Type out the data again, word for word and in full.

***** Material for the task *****

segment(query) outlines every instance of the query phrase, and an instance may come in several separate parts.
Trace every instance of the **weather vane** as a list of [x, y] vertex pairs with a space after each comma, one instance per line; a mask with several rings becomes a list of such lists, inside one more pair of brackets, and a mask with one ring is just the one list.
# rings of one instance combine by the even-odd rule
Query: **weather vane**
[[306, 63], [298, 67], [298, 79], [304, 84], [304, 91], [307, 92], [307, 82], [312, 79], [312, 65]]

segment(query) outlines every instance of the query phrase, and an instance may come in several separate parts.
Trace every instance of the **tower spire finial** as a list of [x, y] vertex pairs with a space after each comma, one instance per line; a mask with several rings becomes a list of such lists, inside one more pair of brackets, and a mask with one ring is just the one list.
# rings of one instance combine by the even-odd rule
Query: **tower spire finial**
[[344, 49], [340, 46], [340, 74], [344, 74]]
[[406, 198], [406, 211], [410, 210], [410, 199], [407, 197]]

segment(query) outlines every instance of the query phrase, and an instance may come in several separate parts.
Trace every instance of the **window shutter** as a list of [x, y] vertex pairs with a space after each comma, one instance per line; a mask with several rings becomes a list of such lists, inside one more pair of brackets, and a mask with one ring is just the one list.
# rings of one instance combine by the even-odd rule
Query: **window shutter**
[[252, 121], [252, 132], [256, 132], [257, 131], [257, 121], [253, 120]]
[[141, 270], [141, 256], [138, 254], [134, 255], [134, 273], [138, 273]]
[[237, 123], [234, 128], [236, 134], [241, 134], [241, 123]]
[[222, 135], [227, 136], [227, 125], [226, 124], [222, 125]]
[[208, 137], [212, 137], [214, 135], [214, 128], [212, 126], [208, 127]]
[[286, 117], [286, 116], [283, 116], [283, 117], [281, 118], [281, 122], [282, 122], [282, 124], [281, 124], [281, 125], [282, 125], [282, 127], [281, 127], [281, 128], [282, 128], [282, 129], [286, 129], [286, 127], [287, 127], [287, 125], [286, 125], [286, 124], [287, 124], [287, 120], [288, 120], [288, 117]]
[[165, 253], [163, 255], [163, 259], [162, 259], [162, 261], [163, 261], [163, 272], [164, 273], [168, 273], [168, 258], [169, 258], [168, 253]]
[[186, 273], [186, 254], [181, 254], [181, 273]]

*****

| Response area |
segment(query) outlines every instance of the query phrase, and an instance may come in several separate parts.
Trace every instance of the **weather vane** as a list of [x, y] vertex pairs with a space after each comma, one instance per line; a mask with several rings becomes a list of such lists, inside one more pair of brackets, and a mask with one ring is just the one list.
# rings of one instance combine by the even-odd rule
Query: **weather vane**
[[306, 63], [298, 67], [298, 79], [304, 84], [304, 91], [307, 92], [307, 82], [312, 79], [312, 65]]

segment(query) outlines every instance of the query phrase, and an instance may come in several separate parts.
Trace every instance of the **tower spire finial** as a list of [x, y] vertex pairs with a space after each comma, one instance per line; a mask with several rings becomes a list of such lists, inside one more pair of brackets, and a mask with one ring is just the one list.
# rings of one instance combine by the even-odd rule
Query: **tower spire finial**
[[344, 49], [340, 46], [340, 74], [344, 74]]
[[406, 198], [406, 211], [410, 210], [410, 199], [407, 197]]

segment(query) outlines every instance of the query phrase, and an instance may come in several separate parts.
Trace every instance of the **window shutter** as a list of [x, y] vertex pairs with a space after each comma, one instance per line; a mask with several rings becomes a list of such lists, inside one more pair of brackets, and a mask with one ring is just the one list.
# rings of one instance combine by the even-odd rule
Query: **window shutter**
[[252, 121], [252, 132], [256, 132], [257, 131], [257, 121], [253, 120]]
[[141, 270], [141, 256], [138, 254], [134, 255], [134, 273], [138, 273]]
[[237, 123], [234, 128], [236, 134], [241, 134], [241, 123]]
[[222, 135], [227, 136], [227, 125], [226, 124], [222, 125]]
[[208, 137], [212, 137], [214, 135], [214, 128], [212, 126], [208, 127]]
[[286, 117], [286, 116], [283, 116], [283, 117], [281, 118], [281, 122], [282, 122], [282, 124], [281, 124], [281, 125], [282, 125], [282, 127], [281, 127], [281, 128], [282, 128], [282, 129], [286, 129], [286, 127], [287, 127], [287, 125], [286, 125], [286, 124], [287, 124], [287, 120], [288, 120], [288, 117]]
[[165, 253], [163, 255], [163, 259], [162, 259], [162, 261], [163, 261], [163, 272], [164, 273], [168, 273], [168, 258], [169, 258], [168, 253]]
[[186, 273], [186, 254], [181, 254], [181, 273]]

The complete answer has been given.